■ **TO DO**
Exact reproduction of all the data is needed.

··· DATA TO USE ···

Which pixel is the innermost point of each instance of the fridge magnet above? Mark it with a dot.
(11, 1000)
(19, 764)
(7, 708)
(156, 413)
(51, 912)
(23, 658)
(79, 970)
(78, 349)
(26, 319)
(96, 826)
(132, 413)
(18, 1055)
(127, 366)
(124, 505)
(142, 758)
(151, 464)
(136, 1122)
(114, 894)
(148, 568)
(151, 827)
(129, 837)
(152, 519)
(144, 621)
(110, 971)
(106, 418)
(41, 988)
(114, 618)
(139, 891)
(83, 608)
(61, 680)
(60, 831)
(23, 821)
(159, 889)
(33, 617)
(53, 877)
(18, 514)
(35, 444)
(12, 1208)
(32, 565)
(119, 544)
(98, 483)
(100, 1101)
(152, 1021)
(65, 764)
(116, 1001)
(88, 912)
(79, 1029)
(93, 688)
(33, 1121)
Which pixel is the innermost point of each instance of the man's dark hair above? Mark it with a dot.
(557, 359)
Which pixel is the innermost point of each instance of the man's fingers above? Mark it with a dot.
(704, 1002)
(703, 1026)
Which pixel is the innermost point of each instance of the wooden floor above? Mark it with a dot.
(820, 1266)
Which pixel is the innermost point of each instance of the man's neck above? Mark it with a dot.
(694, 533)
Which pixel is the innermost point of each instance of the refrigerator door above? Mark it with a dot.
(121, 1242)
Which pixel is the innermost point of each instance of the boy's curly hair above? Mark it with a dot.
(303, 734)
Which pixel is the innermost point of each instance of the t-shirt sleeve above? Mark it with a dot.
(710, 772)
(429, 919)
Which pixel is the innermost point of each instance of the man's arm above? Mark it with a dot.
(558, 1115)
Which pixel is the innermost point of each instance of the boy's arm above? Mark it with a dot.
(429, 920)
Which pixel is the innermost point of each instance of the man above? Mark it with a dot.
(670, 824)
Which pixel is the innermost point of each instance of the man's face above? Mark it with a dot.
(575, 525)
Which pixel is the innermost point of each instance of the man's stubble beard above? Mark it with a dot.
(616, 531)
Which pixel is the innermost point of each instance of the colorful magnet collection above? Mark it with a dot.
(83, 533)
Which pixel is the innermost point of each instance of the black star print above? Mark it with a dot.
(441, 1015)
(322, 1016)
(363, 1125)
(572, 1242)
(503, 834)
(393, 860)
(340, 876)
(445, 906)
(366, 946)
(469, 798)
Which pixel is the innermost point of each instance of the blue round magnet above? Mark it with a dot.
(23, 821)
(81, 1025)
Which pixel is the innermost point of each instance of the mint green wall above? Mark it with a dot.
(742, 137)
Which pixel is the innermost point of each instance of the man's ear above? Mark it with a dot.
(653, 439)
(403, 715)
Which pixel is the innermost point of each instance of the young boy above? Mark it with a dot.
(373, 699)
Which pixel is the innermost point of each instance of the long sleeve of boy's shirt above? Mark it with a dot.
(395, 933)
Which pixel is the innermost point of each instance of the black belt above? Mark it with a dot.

···

■ **ANSWER TO THE EXERCISE**
Which pixel is the innermost point of each instance of the fridge magnet above? Mark it with a dot.
(11, 1000)
(19, 764)
(7, 708)
(156, 413)
(51, 912)
(23, 658)
(79, 970)
(78, 349)
(26, 319)
(96, 826)
(132, 413)
(18, 1055)
(127, 366)
(124, 505)
(142, 758)
(151, 464)
(136, 1122)
(114, 894)
(148, 568)
(151, 827)
(129, 837)
(152, 519)
(144, 621)
(110, 971)
(106, 418)
(41, 988)
(114, 618)
(139, 891)
(83, 608)
(61, 680)
(60, 831)
(23, 821)
(159, 889)
(33, 617)
(53, 877)
(18, 514)
(35, 444)
(12, 1208)
(32, 565)
(119, 544)
(98, 483)
(100, 1101)
(152, 1021)
(65, 764)
(116, 1001)
(88, 912)
(79, 1029)
(93, 688)
(33, 1121)
Which pixel is the innermost point of each instance of the man's dark hair above? Mark it with a dot.
(557, 359)
Which pixel is the innermost point of each instance of the man's fingers above? Mark it with a dot.
(704, 1002)
(703, 1026)
Which pixel is the innermost point of each instance of the wooden floor above? Mark it with a dot.
(820, 1266)
Which pixel is the innermost point of each instance of the man's neck above? Mark it with a dot.
(694, 533)
Which pixel is the innermost point of each instance of the refrigerator door above? Mark it with a dot.
(121, 1242)
Which pixel is the innermost point of each instance of the boy's curly hair above? Mark it with a dot.
(303, 734)
Which pixel is the innermost point of each instance of the t-shirt sleeve above? Mark it with a dot.
(710, 772)
(429, 919)
Which pixel is the innermost point of each instance of the man's arm above? Mark it with a dot.
(558, 1115)
Which pixel is the innermost point of each instance of the boy's arm above? Mark it with a dot.
(429, 920)
Which pixel is the innermost point of each instance of the man above? Mark it with a dot.
(670, 824)
Which pixel is the innermost point of each instance of the man's face above? Mark it with a dot.
(575, 525)
Which pixel is the innermost point of each instance of the man's stubble beard above? Mark it with a dot.
(616, 531)
Which pixel is the innermost point of each instance of the colorful magnet collection above? Mark it with a dot.
(83, 533)
Which pixel is the innermost point of each instance of the black star print above? Mark it with a dot.
(441, 1015)
(322, 1016)
(363, 1125)
(572, 1242)
(503, 834)
(393, 860)
(340, 876)
(445, 906)
(366, 946)
(469, 798)
Which pixel is the innermost point of each instance of the blue round magnet above? Mark it with a dot.
(23, 821)
(81, 1025)
Which pixel is the innermost point of each instance of the mint green wall above? Mark it with a dot.
(742, 137)
Which pixel is the innermost point of each instance of the man's ear above? Mark it with a dot.
(653, 439)
(403, 715)
Which pixel is the innermost point of each instance of the young boy above? Mark it with a dot.
(373, 699)
Which pixel is the innermost point of each instance of the long sleeve of boy's shirt above? Mark it with a dot.
(395, 933)
Which pixel is the innermost point of each instance of the black belt above? Mark it with a dot.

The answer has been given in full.